Instructions to follow –
Could you copy every line of the listing below word for word, leaving the pictures out of your answer?

Records for the exercise –
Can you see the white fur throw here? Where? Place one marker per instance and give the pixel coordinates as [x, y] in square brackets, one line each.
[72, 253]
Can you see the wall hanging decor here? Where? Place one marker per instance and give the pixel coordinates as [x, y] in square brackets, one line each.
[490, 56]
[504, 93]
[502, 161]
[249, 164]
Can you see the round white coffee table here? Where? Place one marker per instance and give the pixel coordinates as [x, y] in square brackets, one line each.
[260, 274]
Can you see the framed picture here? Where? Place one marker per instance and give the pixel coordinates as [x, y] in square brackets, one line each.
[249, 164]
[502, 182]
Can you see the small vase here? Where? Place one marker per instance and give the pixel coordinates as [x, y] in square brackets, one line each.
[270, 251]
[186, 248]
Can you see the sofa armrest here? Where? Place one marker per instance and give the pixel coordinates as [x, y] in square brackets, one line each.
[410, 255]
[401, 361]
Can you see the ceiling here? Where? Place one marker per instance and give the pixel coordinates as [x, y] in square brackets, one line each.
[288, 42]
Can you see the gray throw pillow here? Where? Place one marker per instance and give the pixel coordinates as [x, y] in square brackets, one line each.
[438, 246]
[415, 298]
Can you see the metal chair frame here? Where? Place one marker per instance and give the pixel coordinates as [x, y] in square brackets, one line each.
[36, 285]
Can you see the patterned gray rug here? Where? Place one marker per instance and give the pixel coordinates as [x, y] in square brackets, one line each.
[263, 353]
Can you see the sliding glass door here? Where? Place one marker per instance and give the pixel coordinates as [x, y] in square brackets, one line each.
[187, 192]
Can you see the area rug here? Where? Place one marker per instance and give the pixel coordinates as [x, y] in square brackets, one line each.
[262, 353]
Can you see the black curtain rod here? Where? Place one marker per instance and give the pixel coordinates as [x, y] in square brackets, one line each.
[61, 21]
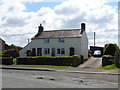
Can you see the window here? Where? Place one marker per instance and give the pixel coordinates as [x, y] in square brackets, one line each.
[47, 51]
[33, 53]
[46, 40]
[61, 40]
[60, 51]
[28, 52]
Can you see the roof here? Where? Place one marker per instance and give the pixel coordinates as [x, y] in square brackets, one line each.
[58, 34]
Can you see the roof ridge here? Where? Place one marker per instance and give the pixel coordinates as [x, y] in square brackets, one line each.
[62, 30]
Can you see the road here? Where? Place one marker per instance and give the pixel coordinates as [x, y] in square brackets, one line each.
[92, 63]
[50, 79]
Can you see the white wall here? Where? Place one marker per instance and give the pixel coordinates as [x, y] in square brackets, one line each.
[80, 45]
[84, 45]
[54, 43]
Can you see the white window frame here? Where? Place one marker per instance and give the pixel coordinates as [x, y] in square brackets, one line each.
[61, 51]
[46, 51]
[61, 40]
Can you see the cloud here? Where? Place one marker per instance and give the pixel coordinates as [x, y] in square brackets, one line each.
[97, 14]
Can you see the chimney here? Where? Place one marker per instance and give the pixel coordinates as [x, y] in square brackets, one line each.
[82, 27]
[40, 28]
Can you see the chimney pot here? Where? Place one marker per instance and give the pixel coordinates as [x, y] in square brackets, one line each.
[40, 28]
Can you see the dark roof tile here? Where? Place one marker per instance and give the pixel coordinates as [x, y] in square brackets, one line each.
[58, 34]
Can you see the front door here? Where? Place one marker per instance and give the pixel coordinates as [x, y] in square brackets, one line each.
[72, 51]
[53, 51]
[39, 51]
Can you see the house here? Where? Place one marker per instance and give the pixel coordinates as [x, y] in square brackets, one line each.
[57, 43]
[2, 45]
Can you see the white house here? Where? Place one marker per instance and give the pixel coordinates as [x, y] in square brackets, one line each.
[58, 43]
[2, 45]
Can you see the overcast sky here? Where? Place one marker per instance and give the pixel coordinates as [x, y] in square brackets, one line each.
[19, 19]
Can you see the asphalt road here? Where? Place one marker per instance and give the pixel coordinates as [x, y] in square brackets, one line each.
[92, 63]
[49, 79]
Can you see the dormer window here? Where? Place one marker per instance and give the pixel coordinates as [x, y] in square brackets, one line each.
[61, 40]
[46, 40]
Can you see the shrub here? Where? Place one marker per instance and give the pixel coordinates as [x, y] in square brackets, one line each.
[107, 60]
[111, 55]
[110, 49]
[6, 60]
[11, 53]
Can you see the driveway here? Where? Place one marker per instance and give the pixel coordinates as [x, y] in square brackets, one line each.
[92, 63]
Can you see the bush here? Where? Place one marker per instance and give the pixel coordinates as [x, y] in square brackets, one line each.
[111, 55]
[49, 60]
[11, 53]
[6, 60]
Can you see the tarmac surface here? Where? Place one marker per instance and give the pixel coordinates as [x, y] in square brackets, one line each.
[69, 70]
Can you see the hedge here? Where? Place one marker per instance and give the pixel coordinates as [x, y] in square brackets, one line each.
[6, 60]
[50, 60]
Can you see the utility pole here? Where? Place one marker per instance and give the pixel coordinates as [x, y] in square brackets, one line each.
[28, 40]
[94, 39]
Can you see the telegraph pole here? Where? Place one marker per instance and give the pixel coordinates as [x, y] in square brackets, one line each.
[94, 39]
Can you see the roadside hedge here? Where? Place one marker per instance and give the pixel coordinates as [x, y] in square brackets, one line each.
[50, 60]
[6, 60]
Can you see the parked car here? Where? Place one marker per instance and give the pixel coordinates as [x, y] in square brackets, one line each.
[97, 53]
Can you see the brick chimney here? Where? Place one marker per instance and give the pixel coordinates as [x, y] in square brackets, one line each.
[82, 27]
[40, 28]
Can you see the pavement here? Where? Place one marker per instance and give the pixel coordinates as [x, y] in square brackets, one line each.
[68, 70]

Correct output –
Can you see the white fur throw here? Where? Place one marker per instance and give the pixel coordinates as [x, y] in square brackets, one line each.
[72, 253]
Can you see the wall hanging decor here? Where? Place one marker per instance and give the pixel coordinates as [x, y] in square brackets, one line each.
[490, 56]
[504, 93]
[502, 161]
[249, 164]
Can you see the round white coffee table here? Where? Place one marker per instance and give the pixel coordinates as [x, y] in square brackets, one line each.
[260, 274]
Can you see the framed picture here? Where? Place one marker per instance and give the pixel coordinates as [x, y] in square brackets, one line each.
[249, 164]
[502, 182]
Can you see the small vase here? Where? Place one marker per instance and give the pixel coordinates as [x, y] in square brackets, one line each.
[270, 251]
[186, 248]
Can you see the sofa armrest here? Where? Place one marker per instance and give the pixel coordinates as [x, y] in square brackets, one line each.
[410, 255]
[401, 361]
Can you see the ceiling here? Where? Place one marker per instance and give the pixel coordinates as [x, y] in square brackets, one line each.
[288, 42]
Can you see the gray throw pillow here? Where? Place one marker per instance and give the pixel coordinates as [x, y] in square brackets, one line each.
[438, 246]
[415, 298]
Can you see the metal chair frame here? Where? Place one marker per instance and give the pixel coordinates as [x, y] in square brackets, one line each.
[36, 285]
Can you see the patterned gray rug here? Where? Place one marker per instance and give the pixel coordinates as [x, y] in square brackets, one line each.
[263, 353]
Can you see the sliding glass door here? Where? Place one marker per instance and give the pixel coordinates as [x, y] in square brackets, one line each.
[187, 192]
Can you see the area rug here? Where? Place one marker per instance and give the pixel coordinates as [x, y] in square brackets, one line each.
[262, 353]
Can you see the black curtain rod here? Where? Place one marker per instance and give the pixel coordinates as [x, y] in square brackets, one line each.
[61, 21]
Can you see the window here? Where? Place one marker per instance and give the pixel coordinates as [x, y] in square brackets, one line each.
[47, 51]
[33, 53]
[46, 40]
[61, 40]
[60, 51]
[28, 52]
Can you see the roof here? Where? Place one marker per instance and give the pixel coordinates as [x, y] in square brackets, one line each.
[58, 34]
Can you see the roof ridge here? Where? Place one marker per instance and give the pixel coordinates as [x, y] in square brackets, one line each.
[62, 30]
Can you see the road here? Where? Place one marker per instance and give the pixel coordinates as [x, y] in square brackets, one line each.
[92, 63]
[50, 79]
Can you see the white wall here? Where? Place one marker per instance and give the pixel coordinates as [x, y] in square brackets, one line each.
[80, 45]
[84, 45]
[54, 43]
Can you see the white window frame here? Where? Place one marker per instance and give the pixel coordinates as [x, y] in square brackets, one line each.
[61, 51]
[46, 51]
[61, 40]
Can you see the cloud here? Where? Place one marker per instance and give the pixel coordinates as [x, y] in square brackets, one line each.
[97, 14]
Can you see the chimney here? Where? Place one marker per instance and give the pixel coordinates as [x, y] in square brackets, one line each.
[82, 27]
[40, 28]
Can you see the chimney pot here? Where? Place one marker per instance and give the pixel coordinates as [x, y] in square brackets, one line each.
[40, 28]
Can you see the dark roof tile here? Where? Place one marker per instance and give the pixel coordinates as [x, y] in square brackets, one line each.
[58, 34]
Can you see the front door here? Where? Place one marker per instance and give the pixel coordinates as [x, y] in square brackets, one line each.
[72, 51]
[53, 51]
[39, 51]
Can you see the house here? Where? Place one marker per instance and give the pixel coordinates as [x, y] in square brackets, one line each.
[57, 43]
[2, 45]
Can you see the white house here? Where? Place one marker per instance and give the pixel coordinates as [x, y] in square brackets, one line each.
[58, 43]
[2, 45]
Can you see the overcast sky here? Where? Place one marker per instance and give the pixel coordinates as [x, y] in square brackets, one line each.
[19, 19]
Can you see the asphalt road here? Where? Place one marker per instance and give the pixel coordinates as [x, y] in square brackets, one line each.
[92, 63]
[49, 79]
Can you see the dormer window here? Where? Place one marker per instance and give the pixel coordinates as [x, y] in square brackets, one line each.
[61, 40]
[46, 40]
Can you see the shrub here? Where? Place one marker per instance and give the pixel coordinates as [x, y] in square brackets, one line each.
[107, 60]
[111, 55]
[110, 49]
[6, 60]
[11, 53]
Can you see the driveway here? Where? Place one marker per instance and give the pixel coordinates as [x, y] in square brackets, one line each.
[92, 63]
Can you see the bush here? Where? Place one marker per instance and give the pixel coordinates as [x, y] in square brackets, one line each.
[111, 55]
[49, 60]
[11, 53]
[6, 60]
Can you see the tarmac surface here? Where? Place one marker per instance and give the pixel coordinates as [x, y] in square brackets, one line each.
[69, 70]
Can you see the hedge here? Where? Place one marker per instance and give the pixel coordinates as [x, y] in square brackets, one line each.
[6, 60]
[50, 60]
Can you see the utility pole here? Where? Place one marker per instance and give the pixel coordinates as [x, y] in square brackets, one line each.
[28, 40]
[94, 39]
Can you see the telegraph pole here? Where? Place one marker per instance and give the pixel coordinates as [x, y] in square brackets, one line each.
[94, 39]
Can you see the roadside hedge here? Where? Place one marker per instance and give the pixel coordinates as [x, y] in square brackets, one line each.
[50, 60]
[6, 60]
Can you see the parked car here? Where? Place one marker per instance and give the pixel coordinates as [x, y] in square brackets, one line each.
[97, 53]
Can you see the brick chimney here? Where? Place one marker per instance and give the pixel coordinates as [x, y] in square brackets, one line each.
[82, 27]
[40, 28]
Can you see the pavement here? Where? Place one marker per instance and give the pixel coordinates as [x, y] in square brackets, one line each.
[68, 70]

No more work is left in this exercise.